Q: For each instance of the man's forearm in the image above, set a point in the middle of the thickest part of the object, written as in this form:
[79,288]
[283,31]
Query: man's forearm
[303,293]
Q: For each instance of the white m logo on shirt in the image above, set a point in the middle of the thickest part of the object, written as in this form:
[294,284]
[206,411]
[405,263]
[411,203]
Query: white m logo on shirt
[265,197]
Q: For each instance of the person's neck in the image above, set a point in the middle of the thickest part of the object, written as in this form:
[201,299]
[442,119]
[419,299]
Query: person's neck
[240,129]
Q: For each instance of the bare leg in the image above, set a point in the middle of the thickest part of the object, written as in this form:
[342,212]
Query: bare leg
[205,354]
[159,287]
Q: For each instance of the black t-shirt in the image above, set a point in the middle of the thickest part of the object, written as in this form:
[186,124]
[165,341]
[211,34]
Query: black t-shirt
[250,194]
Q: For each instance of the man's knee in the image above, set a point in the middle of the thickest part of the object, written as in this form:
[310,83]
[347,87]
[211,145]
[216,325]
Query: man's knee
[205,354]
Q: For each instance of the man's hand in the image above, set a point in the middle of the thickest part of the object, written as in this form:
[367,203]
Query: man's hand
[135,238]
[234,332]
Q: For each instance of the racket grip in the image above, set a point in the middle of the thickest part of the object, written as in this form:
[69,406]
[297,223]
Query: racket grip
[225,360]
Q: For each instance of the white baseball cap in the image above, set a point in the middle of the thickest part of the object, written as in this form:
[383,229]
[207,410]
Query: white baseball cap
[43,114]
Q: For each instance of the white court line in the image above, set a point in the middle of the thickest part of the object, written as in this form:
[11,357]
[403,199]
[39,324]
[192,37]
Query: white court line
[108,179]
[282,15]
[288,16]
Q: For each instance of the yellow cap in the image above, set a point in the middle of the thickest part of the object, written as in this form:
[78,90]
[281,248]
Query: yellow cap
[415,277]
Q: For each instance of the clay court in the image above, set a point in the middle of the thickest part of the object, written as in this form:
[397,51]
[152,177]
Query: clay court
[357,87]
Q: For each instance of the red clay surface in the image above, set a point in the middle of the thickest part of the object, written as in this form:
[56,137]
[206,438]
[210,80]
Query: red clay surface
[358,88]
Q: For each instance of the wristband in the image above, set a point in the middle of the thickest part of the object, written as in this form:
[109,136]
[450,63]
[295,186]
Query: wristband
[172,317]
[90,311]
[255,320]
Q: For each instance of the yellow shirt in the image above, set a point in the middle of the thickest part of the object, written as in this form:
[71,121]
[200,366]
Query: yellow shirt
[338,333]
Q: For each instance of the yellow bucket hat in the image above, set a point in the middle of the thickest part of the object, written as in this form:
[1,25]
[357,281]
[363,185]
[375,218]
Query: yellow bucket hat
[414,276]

__PROBLEM DESCRIPTION__
Line by line, retype the whole listing exactly.

__COMPLETED EXERCISE__
Q: For each instance of the man's forearm in the image above, set a point in the middle of the thickest part of the object, written as in this form:
[79,288]
[283,31]
Query: man's forearm
[303,293]
Q: For each instance of the white m logo on shirt in the image above, set a point in the middle of the thickest part of the object, written as in this form:
[294,284]
[206,411]
[405,263]
[411,203]
Query: white m logo on shirt
[265,197]
Q: For each instance of the person's neck in the image above, set a point in the middle of the thickest part of the object, written as in this form:
[201,299]
[442,119]
[419,299]
Query: person's neck
[240,129]
Q: For each instance of the bare leg in the image above, set a point in the middle of the thickest part of the object, written as in this form:
[342,212]
Query: bare leg
[205,354]
[159,287]
Q: For each instance of the black t-shirt in the image above, set a point in the middle of the thickest part of the object, written as in this form:
[186,124]
[165,341]
[211,34]
Query: black t-shirt
[250,194]
Q: For each instance of the man's knee in the image above, set a point in the middle of the thickest part of the object, written as in this form:
[310,83]
[347,87]
[211,145]
[216,325]
Query: man's knee
[205,354]
Q: For each instance of the man's hand in the image above, set a point in the middle of the thickest part of the object, written as in this form:
[367,203]
Query: man's hand
[135,238]
[234,332]
Q: For each instance of the racket grip in the image above, set a point in the middle of the thickest part of the object, written as in this form:
[69,406]
[297,223]
Query: racket grip
[225,360]
Q: For each instance of the white baseball cap in the image above, set a point in the middle of the thickest part of the object, written as in this form:
[383,229]
[207,410]
Query: white baseball cap
[43,114]
Q: For each instance of the white court line in the image above, set a point in the middle of the thickest part of the object, written as in this form:
[11,357]
[403,199]
[39,324]
[192,37]
Query: white court line
[108,179]
[282,15]
[288,16]
Q: For each instance of the yellow cap in the image above, set a point in the middle of the thickest part of the object, written as in this form:
[78,90]
[281,248]
Query: yellow cap
[415,277]
Q: For each instance of the clay court in the image above, set a point in the middle of the thickest part of the object, written as in this form:
[397,51]
[152,177]
Query: clay court
[357,87]
Q: For each instance of the red clay surface in the image above, set a point in the middle of the thickest part of the object, written as in this form:
[56,137]
[206,438]
[210,80]
Query: red clay surface
[358,88]
Q: For each instance of the wristband in the image above, set a point in the middle of the thickest part of the object, written as in this form:
[109,136]
[450,63]
[295,186]
Query: wristband
[172,317]
[90,311]
[255,320]
Q: For each instance of the yellow shirt in the image above, set a point in the middle of the thickest part of the object, written as in this form:
[71,121]
[200,366]
Query: yellow shirt
[338,333]
Q: For each instance of the yellow bucket hat in the image above, set a point in the middle of the thickest part of the object, written as in this form:
[1,25]
[357,281]
[363,185]
[375,218]
Query: yellow bucket hat
[414,276]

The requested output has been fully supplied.